**Problem:** Format the entries as a two-column CSV with the columns entry and answer. Begin at the line that has "Target: yellow building" and stop after the line that has "xmin=43 ymin=271 xmax=58 ymax=314". Give one row per entry, with each value in a single quoted field and line breaks replaced by spaces.

**Dataset rows:**
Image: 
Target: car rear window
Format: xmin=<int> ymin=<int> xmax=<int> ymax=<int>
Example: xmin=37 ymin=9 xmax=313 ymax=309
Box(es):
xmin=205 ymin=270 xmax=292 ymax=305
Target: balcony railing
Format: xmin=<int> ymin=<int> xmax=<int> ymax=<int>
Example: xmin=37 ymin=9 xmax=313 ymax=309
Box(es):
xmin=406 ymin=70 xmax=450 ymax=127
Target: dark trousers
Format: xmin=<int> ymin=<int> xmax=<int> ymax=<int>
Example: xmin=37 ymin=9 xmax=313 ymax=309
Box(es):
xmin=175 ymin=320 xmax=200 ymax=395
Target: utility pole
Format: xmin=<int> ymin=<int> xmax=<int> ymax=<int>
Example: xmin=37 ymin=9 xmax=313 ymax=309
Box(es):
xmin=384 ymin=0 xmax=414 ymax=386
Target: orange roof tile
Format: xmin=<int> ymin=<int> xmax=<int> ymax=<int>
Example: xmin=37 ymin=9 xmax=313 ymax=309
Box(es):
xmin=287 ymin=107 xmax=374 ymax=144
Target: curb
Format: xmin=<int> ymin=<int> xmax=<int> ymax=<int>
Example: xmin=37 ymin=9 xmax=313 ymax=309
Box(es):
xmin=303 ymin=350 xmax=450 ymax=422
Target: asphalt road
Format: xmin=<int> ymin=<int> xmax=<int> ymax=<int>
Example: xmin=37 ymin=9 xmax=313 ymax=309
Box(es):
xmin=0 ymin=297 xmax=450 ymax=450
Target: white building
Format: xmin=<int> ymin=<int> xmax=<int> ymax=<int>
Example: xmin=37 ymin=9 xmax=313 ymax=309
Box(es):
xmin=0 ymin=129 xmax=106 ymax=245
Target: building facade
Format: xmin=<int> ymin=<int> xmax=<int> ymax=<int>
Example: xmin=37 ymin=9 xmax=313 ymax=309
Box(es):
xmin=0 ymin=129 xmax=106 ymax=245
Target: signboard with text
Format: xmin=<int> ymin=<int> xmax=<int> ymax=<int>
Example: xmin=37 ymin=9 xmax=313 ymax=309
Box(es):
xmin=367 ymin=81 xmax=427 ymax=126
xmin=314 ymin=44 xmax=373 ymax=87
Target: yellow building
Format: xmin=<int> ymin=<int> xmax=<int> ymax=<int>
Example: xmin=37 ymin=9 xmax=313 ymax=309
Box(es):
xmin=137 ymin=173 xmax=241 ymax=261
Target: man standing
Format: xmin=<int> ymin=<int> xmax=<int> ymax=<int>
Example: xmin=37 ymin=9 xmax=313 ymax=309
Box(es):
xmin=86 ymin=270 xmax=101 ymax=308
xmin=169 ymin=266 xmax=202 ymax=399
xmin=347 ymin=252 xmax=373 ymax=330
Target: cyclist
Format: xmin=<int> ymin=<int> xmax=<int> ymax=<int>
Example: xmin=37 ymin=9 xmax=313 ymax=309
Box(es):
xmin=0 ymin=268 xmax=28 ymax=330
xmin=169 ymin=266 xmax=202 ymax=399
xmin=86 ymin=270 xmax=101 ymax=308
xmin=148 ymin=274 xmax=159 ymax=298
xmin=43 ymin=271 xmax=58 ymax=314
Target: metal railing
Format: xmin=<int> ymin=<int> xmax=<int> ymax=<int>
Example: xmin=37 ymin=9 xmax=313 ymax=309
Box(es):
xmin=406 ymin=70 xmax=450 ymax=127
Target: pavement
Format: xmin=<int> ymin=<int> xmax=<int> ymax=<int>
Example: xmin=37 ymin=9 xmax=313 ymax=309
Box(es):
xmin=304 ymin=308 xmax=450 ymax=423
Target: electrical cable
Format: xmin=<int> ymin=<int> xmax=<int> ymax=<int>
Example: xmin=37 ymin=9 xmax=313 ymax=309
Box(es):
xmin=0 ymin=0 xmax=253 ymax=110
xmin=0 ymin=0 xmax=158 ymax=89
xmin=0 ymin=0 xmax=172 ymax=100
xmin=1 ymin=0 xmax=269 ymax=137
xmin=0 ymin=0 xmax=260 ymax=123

**Task response:**
entry,answer
"Target: yellow building Format: xmin=<int> ymin=<int> xmax=<int> ymax=<int> Example: xmin=37 ymin=9 xmax=313 ymax=309 Box(es):","xmin=137 ymin=173 xmax=241 ymax=261"
"Target: man standing Format: xmin=<int> ymin=<int> xmax=<int> ymax=<int> Example: xmin=37 ymin=9 xmax=313 ymax=309 Box(es):","xmin=86 ymin=270 xmax=101 ymax=308 xmin=169 ymin=266 xmax=202 ymax=399 xmin=347 ymin=252 xmax=373 ymax=330"
"Target: cyclist Format: xmin=<int> ymin=<int> xmax=<int> ymax=<int> Example: xmin=37 ymin=9 xmax=313 ymax=309 Box(es):","xmin=0 ymin=268 xmax=28 ymax=330 xmin=169 ymin=266 xmax=202 ymax=399 xmin=86 ymin=270 xmax=101 ymax=308 xmin=148 ymin=274 xmax=159 ymax=298 xmin=43 ymin=271 xmax=58 ymax=314"